■ **Given information**:
══════════

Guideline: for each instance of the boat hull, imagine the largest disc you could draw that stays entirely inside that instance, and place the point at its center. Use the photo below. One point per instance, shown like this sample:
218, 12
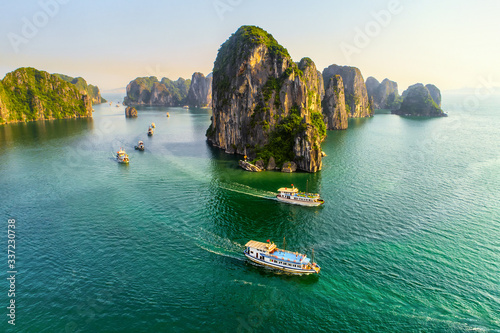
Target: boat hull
300, 203
282, 268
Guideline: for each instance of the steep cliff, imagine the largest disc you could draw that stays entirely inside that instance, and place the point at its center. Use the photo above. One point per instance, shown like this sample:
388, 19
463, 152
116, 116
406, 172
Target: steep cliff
130, 112
84, 88
29, 94
200, 91
334, 110
263, 104
372, 85
418, 102
356, 96
435, 93
150, 91
384, 95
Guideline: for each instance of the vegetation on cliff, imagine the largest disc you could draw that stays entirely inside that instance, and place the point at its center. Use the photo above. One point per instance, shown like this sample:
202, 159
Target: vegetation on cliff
83, 87
418, 101
150, 91
29, 94
264, 104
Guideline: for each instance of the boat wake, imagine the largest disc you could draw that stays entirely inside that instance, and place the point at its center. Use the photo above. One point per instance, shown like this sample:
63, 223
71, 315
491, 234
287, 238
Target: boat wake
247, 190
215, 244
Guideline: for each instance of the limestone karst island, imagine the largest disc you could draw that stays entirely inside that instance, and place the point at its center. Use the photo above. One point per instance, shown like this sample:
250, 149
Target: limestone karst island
266, 107
250, 166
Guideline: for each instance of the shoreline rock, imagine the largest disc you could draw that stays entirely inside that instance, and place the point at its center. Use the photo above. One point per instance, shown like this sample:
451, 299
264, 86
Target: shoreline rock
130, 112
289, 167
249, 166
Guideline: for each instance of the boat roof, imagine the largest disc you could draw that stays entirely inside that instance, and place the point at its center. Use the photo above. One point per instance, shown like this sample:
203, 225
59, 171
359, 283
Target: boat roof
291, 256
261, 246
286, 189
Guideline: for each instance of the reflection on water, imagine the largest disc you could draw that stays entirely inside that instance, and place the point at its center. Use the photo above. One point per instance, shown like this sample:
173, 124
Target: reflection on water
36, 132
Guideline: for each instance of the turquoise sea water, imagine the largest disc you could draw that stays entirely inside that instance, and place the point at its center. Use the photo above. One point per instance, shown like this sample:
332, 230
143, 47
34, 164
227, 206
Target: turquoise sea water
408, 239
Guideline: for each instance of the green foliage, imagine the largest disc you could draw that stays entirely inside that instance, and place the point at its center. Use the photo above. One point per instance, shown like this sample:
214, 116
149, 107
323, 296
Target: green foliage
27, 91
91, 90
281, 140
318, 122
143, 86
178, 89
237, 47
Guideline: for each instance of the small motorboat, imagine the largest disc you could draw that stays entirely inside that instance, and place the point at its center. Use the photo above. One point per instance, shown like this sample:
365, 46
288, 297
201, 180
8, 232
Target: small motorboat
140, 146
122, 157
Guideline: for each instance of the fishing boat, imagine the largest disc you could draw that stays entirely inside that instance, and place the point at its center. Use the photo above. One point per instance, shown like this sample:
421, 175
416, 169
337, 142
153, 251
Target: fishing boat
267, 254
121, 156
140, 146
293, 196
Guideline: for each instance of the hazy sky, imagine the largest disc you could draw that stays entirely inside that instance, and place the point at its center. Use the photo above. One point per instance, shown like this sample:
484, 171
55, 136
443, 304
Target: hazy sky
451, 43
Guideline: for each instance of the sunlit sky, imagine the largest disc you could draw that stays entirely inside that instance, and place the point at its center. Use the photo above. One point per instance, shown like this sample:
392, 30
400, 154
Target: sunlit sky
452, 44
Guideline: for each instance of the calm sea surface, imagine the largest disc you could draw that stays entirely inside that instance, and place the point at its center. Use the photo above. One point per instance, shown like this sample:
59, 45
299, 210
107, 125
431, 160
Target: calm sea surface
408, 239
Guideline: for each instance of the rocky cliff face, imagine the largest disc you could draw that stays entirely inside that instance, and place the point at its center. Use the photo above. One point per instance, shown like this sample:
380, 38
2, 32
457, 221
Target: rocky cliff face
84, 88
384, 95
150, 91
29, 94
130, 112
356, 96
263, 104
200, 91
418, 102
371, 88
334, 111
435, 93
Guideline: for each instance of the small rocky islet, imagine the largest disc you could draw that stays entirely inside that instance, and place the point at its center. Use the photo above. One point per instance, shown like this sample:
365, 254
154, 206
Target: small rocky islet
265, 105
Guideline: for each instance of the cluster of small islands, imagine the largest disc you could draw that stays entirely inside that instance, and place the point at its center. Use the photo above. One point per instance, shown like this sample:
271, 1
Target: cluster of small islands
265, 106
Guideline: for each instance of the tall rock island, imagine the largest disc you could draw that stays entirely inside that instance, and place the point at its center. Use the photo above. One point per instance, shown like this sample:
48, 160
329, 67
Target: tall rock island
419, 101
265, 105
334, 110
29, 94
150, 91
89, 89
200, 90
384, 95
357, 102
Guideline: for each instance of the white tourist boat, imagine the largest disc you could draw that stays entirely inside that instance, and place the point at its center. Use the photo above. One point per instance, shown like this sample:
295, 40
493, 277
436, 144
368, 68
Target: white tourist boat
267, 254
293, 196
121, 156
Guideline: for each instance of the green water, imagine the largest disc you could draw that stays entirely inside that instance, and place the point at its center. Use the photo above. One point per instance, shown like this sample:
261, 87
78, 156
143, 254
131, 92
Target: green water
408, 239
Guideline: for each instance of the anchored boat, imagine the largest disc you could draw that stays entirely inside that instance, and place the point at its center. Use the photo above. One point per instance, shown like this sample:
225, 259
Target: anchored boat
140, 146
267, 254
121, 156
293, 196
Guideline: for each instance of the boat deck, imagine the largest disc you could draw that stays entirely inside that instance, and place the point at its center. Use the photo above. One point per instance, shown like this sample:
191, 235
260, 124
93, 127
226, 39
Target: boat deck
290, 256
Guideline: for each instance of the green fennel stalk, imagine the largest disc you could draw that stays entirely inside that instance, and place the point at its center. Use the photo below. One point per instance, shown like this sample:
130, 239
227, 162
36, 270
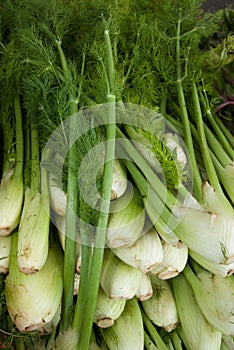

══════════

Please give back the data above word for word, with no pictures included.

■ **Response box**:
Guideline: for each instance of the boat hull, imagine the largest disc you could draw that stays entirely inside that instance, and place the point at its center. Use the photo below. One point per instance, shown like this sample:
218, 12
Target: boat hull
300, 203
282, 268
Guideline: for each instance of the steep cliff, imagine the largest disc you could draw that stays entirely inside that instance, and place the point at its center. Use the photo above. One point per instance, shown like this sample:
388, 19
463, 152
116, 116
406, 172
Target: steep cliff
130, 112
84, 88
29, 94
200, 91
334, 110
263, 104
372, 85
418, 102
356, 96
435, 93
150, 91
384, 95
Guideline: for each instance of the vegetation on cliff, imagine the largest disc you could draw that stays entirely inside that instance, and place the point at its center. Use the photo above. One point per instance, shown like this sample:
202, 159
Target: vegetation on cliff
83, 87
418, 101
150, 91
29, 94
264, 104
Guideline: for each instance of the boat wake, imagine the largest disc you could draw that stays entirely inside that instance, and place the point at its center. Use the photo above. One point per instance, shown like this sample:
63, 223
71, 315
491, 234
287, 238
Target: boat wake
247, 190
215, 244
Guideline: for each instance of the limestone karst island, imagine the largest disc you could draw that stays entirely inside that instance, and place the point at its center. Use the photo above. One point per instance, shown like this sample:
250, 149
Target: limestone karst island
266, 107
250, 166
Guideline: for each instance of the shoreline rock, imagine the largest disc you could draw that stays entirely inside that instance, and place the point at its center. Use the photo above. One point per instance, shown like this sample:
451, 299
264, 86
Target: shoreline rock
130, 112
289, 167
249, 166
Guideline: for each instance of the boat roof, imagine the largest disc you could draw that stays entirely inside that instance, and place the point at its center. Use the photo above. One point per instance, shown like this sample:
203, 225
59, 171
359, 283
Target: boat roof
291, 256
261, 246
286, 189
Guideline: for each instance of the reflection on water, imagine the largest disc you could draw that stays entirely inside that instance, and place the point at its center. Use the photo above. One point per instance, shown like this sample:
173, 124
Target: reflection on water
36, 132
Guideline: for each instance of the turquoise sea water, imagine the largest disc you could draw that stays entirely inside that instance, and place the point at its center. Use the photo above. One point per instance, shown like this sample:
332, 230
143, 47
34, 164
227, 206
Target: turquoise sea water
408, 239
Guideline: for each instance of the green foliage, imagine the largest disc you could draw that stays entirely inside that instance, and place the point at its center. Use the photo above. One point per instance, shown like this sample:
214, 116
149, 107
323, 296
Target: green foliage
27, 91
91, 90
281, 140
318, 122
143, 86
178, 89
237, 47
Guideline: for each instance of the small motorboat, imagine the largest disc you could draw that stays entirely inside that instance, and place the point at its center. Use the photo above. One point per instance, shown like this sample:
365, 46
288, 297
201, 180
8, 232
Target: small motorboat
140, 146
122, 157
Guideline: for each instance of the fishing boat, imagine the largest disc you could draw that stays entirely inside that instance, and place the point at its center. Use the photo above. One point per instance, shown like this sample:
421, 175
416, 169
337, 142
153, 251
Target: fishing boat
267, 254
121, 156
140, 146
293, 196
Guideline: for each instance of the hazy sky, imagine the largest disc you could draw that stays entirely inside that instance, and place the point at its center. Use the photo above. One point per instance, shown like this sample:
484, 171
55, 136
443, 304
Target: hazy sky
451, 43
Guideline: for each instance of the sunlit sky, imagine the largest disc you could draw that stays entirely inside that instance, and place the point at its center. Use the photo above. One point per instance, shown like this sample:
392, 30
400, 154
Target: sunlit sky
452, 44
Guideline: for each instance of the calm sea surface, imagine the largest disc you could draw that stays entirely inside that instance, and place the point at its center. Use the photo above. One point per instance, shown like this sample:
59, 45
299, 210
107, 125
431, 160
Target: calm sea surface
408, 239
Guideline: for each instance of the rocky cliff face, imagine the largest disc you could draw that stays entirely inside that instance, and place the point at its center. Use the photo above. One point per instance, shown like this sample:
380, 38
2, 32
457, 221
Target: rocky cliff face
84, 88
384, 95
150, 91
29, 94
130, 112
356, 96
263, 104
200, 91
418, 102
371, 88
334, 111
435, 93
Guideline: for each instance of the small rocky islet, imagine the largest disc you could draw that stays entirely inside that instance, and place the point at its center. Use the photo above. One point per instance, shown like this sample:
365, 254
154, 206
Target: small rocky islet
265, 105
Guideline: for each instance of the cluster of small islands, imagine the largest disc you could draw that stays entirely inside that instance, and place the point at its center. Use the photo above. One point per instance, shown like this sample:
271, 1
Target: cluster of small islands
265, 106
Guideline: for each instance of the tall rock island, imagine the largest disc you could draw that stays entirely inside that instance, and place the point at its center. Use the photo above. One point per instance, shown like this sample:
48, 160
329, 67
Target: tall rock island
419, 101
265, 105
334, 110
29, 94
150, 91
89, 89
200, 90
384, 95
357, 102
Guideline: for each instance of the white tourist boat, imagine the largest disc you could draw that stays entirely inside that instance, and place the point at its center. Use the photo above. One point per instance, shown like this sample:
295, 40
493, 277
436, 144
368, 68
Target: white tourist boat
267, 254
293, 196
121, 156
Guideline: for each instance of the green water, imagine the largest disc you could draw that stays entirely inside that instance, and place the point at its center. Use the photo above. One point per instance, shown like this sample:
261, 87
78, 156
143, 254
131, 92
Target: green water
408, 239
Guideline: for each instance of the anchored boat, imagine the largest disc you could draw that stays entirely inside that instance, and place the point at its center. Use the photo above. One point per instance, shown like this sample:
225, 259
Target: anchored boat
140, 146
267, 254
121, 156
293, 196
Guideline: for each instance of the boat deck, imagine the largest disc you could draw that stays entirely inside that instance, and place the point at its center. Use the photo above. One point per instance, shown like this sample:
191, 235
260, 124
93, 127
226, 39
Target: boat deck
290, 256
Guideline: for each instance of the green fennel stalk, imagine the largest disc you could draw that stays entirely inside that instance, and place the point at its center. Use the photo below. One point per instance, shown like this sample:
130, 239
227, 162
36, 270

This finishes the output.